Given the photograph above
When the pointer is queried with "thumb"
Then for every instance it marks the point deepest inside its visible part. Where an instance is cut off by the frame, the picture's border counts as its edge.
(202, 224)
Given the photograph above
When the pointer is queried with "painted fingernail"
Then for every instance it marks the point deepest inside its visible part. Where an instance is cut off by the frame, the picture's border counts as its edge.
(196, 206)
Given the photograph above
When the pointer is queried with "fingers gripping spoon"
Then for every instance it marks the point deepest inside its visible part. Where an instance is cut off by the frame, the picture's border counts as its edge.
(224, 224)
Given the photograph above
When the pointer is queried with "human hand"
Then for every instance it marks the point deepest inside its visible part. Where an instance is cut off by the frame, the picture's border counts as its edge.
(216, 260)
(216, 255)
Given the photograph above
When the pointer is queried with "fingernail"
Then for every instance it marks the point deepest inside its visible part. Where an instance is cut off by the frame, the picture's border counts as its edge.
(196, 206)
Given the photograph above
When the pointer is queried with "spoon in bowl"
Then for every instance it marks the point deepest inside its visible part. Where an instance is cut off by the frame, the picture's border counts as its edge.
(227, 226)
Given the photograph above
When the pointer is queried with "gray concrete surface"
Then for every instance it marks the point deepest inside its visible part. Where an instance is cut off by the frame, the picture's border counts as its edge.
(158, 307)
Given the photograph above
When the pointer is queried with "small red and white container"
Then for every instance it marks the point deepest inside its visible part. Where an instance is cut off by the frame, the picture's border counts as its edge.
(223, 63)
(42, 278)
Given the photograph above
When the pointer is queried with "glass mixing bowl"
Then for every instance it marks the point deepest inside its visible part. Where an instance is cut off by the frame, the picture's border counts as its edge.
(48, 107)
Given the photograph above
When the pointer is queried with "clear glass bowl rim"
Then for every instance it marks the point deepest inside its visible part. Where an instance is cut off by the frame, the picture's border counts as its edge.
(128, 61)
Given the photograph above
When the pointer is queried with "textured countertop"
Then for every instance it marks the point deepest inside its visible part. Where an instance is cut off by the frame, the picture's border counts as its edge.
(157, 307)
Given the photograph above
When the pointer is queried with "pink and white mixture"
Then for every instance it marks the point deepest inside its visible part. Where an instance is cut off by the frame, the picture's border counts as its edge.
-*-
§ **GIVEN REQUEST**
The entries above must be returned in full, exactly as shown.

§ **SOLUTION TO THIS EXERCISE**
Given the photograph above
When the pointer is queried with "thumb"
Then for every instance it marks the point deepest inside its visible part. Where an instance is cut off by the frame, the picture's border counts as its edge.
(202, 224)
Given the photograph above
When the pointer is queried with "painted fingernail"
Then for every instance it marks the point deepest inside its visible part. Where an instance is cut off by the frame, the picture's border counts as its edge.
(196, 206)
Given the photograph above
When the pointer is queried with "fingers gripping spoon"
Then for every instance it marks the point deepest inside its visible part. Where an instance is cut off by the frame, the picture's border counts as its edge.
(224, 224)
Given the photograph above
When the pointer is queried with "human hand"
Then for every instance it marks the point deepest inside its visible part. Where an instance is cut off by the frame, the picture's border counts as its edge.
(216, 260)
(216, 255)
Given the photograph above
When the pointer is queried with "fingernail"
Then for every instance it marks the point deepest inside its visible part. Where an instance is cut off by the frame, the picture's border counts as its edge.
(196, 206)
Given the photograph above
When the pointer is queried with "spoon in bowl"
Then for every instance it marks the point deepest inside its visible part. Where an instance is cut off by the frame, the picture's border counts as its edge.
(227, 226)
Given the photograph above
When the pointer is queried with "gray concrete surface"
Then for every instance it marks the point deepest inside its visible part. Where an instance is cut off by the frame, the picture's border counts as its edge.
(158, 307)
Given the photograph above
When the pointer is queried with "small red and white container"
Then for every instance it marks the point deepest inside its visible part. Where an instance is cut off by the frame, the picture's border counts as its edge.
(223, 63)
(42, 278)
Given the photograph above
When the pointer is queried with "glass mixing bowl"
Then for every instance it marks the point deepest inside its visible part. Where an instance is cut off by the frame, the picture's border counts as its edge.
(48, 107)
Given the photograph above
When the pointer is queried with "clear glass bowl rim"
Then for every instance it marks the point deepest inside its visible part. Where an instance is cut off by the frame, the picture's border counts as its edge.
(128, 61)
Given the photograph above
When the pointer is queried with "textured countertop"
Then for every instance it marks the point deepest inside its visible part. Where an instance is cut off by the frame, the picture's border counts as its edge.
(157, 307)
Given the photograph above
When the pointer is queried with "pink and white mixture"
Then for every instance it marks the point deepest inside its visible part. Where an instance is cut off by the frame, the picture's border counts as its edge.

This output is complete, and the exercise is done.